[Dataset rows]
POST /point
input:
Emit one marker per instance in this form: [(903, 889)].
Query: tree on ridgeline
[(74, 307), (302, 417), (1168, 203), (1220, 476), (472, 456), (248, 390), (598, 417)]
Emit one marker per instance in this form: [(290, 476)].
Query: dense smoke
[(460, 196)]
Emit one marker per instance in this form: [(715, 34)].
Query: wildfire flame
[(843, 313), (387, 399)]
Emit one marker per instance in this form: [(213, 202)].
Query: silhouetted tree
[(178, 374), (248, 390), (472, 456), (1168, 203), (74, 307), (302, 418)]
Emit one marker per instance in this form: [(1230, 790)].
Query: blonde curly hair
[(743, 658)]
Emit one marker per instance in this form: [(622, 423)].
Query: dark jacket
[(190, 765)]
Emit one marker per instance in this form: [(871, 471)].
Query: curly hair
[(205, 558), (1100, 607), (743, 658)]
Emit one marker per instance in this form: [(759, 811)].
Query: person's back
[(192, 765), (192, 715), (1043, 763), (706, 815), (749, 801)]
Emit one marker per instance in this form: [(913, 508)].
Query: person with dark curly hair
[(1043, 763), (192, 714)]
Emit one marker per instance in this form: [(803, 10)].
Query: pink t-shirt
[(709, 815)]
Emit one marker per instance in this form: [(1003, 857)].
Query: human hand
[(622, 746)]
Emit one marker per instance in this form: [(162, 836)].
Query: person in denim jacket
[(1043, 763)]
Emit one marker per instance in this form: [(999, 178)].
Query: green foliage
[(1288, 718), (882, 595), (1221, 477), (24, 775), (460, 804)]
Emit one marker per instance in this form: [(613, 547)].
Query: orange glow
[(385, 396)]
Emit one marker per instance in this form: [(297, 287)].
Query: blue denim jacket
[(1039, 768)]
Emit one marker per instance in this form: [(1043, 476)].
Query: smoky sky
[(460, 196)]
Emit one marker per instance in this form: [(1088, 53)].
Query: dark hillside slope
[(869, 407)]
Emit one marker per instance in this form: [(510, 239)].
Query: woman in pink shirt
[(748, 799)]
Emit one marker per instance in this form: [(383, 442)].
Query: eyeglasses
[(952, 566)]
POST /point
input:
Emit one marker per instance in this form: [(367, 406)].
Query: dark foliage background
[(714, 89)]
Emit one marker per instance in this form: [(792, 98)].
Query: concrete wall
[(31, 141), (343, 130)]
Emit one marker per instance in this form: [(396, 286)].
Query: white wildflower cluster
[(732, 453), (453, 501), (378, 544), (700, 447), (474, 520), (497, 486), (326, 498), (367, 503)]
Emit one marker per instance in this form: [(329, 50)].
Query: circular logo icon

▶ **Short exercise**
Rewrite every line of the records above as a numbered list, omitting any blank lines.

▶ **Correct output**
1. POST /point
2. input:
3. Emit one marker per instance in this form: [(903, 889)].
4. Query: tree on ridgeline
5. [(74, 307), (302, 417), (1168, 203), (1220, 476), (472, 456), (248, 390), (598, 417)]
6. Emit one marker per instance in this form: [(290, 476)].
7. Query: dense smoke
8. [(460, 196)]
9. Emit one marker per instance in this form: [(715, 34)].
10. Query: wildfire flame
11. [(843, 313), (387, 399)]
12. Emit one marker per instance in this form: [(213, 202)].
13. Query: silhouetted tree
14. [(178, 374), (248, 390), (472, 456), (1168, 203), (74, 307), (302, 418)]
15. Emit one marker per instance in this form: [(1230, 790)].
16. Query: blonde curly hair
17. [(743, 658)]
18. Emit one marker per instance in this form: [(622, 423)].
19. Query: dark jacket
20. [(190, 765)]
21. Emit one marker per instance in this form: [(871, 471)].
22. Query: curly hair
23. [(205, 558), (1100, 607), (743, 658)]
24. Emit one marker per instance in this form: [(759, 811)].
25. Query: person's back
26. [(192, 765), (192, 715), (1043, 763), (706, 815), (749, 801)]
27. Emit one marker per instance in this form: [(913, 508)].
28. Query: person with dark curly hair
29. [(1043, 763), (192, 714)]
30. Emit one marker per instance in this form: [(803, 10)].
31. Query: pink t-shirt
32. [(709, 815)]
33. Emit one marker per instance in this form: [(1003, 857)].
34. Query: human hand
35. [(622, 746)]
36. Emit one marker per instance in this form: [(162, 836)].
37. Query: person in denim jacket
38. [(1043, 763)]
39. Emit one marker per instance in this form: [(999, 178)].
40. Query: green foliage
41. [(1288, 718), (882, 595), (1221, 477), (24, 775), (460, 804)]
42. Emit one marker per instance in this form: [(613, 547)].
43. Query: orange glow
44. [(385, 396)]
45. Emit one marker per instance in this form: [(297, 287)].
46. Query: blue denim jacket
47. [(1039, 768)]
48. Emit one marker per instance in this form: [(1043, 476)].
49. Query: smoky sky
50. [(460, 196)]
51. Emit one marker per instance in this form: [(1088, 53)].
52. Query: dark hillside slope
53. [(869, 407)]
54. Emit one marker per instance in this form: [(510, 239)].
55. Query: woman in pink shirt
56. [(748, 799)]
57. Emit one marker per instance in this form: [(383, 442)].
58. Query: eyeglasses
59. [(952, 566)]
60. POST /point
61. input:
62. Emit one marker per instance in this form: [(367, 406)].
63. Query: dark foliage background
64. [(714, 89)]
65. Emit one marker per instance in this form: [(792, 98)].
66. Query: concrete wall
67. [(31, 141), (343, 130)]
68. Emit one marker per instance in this form: [(396, 286)].
69. Query: white wildflower cluster
70. [(732, 453), (453, 501), (378, 544), (700, 447), (474, 520), (497, 486), (326, 498), (367, 503)]
71. Emit one marker per instance in this form: [(329, 50)].
72. Query: circular logo icon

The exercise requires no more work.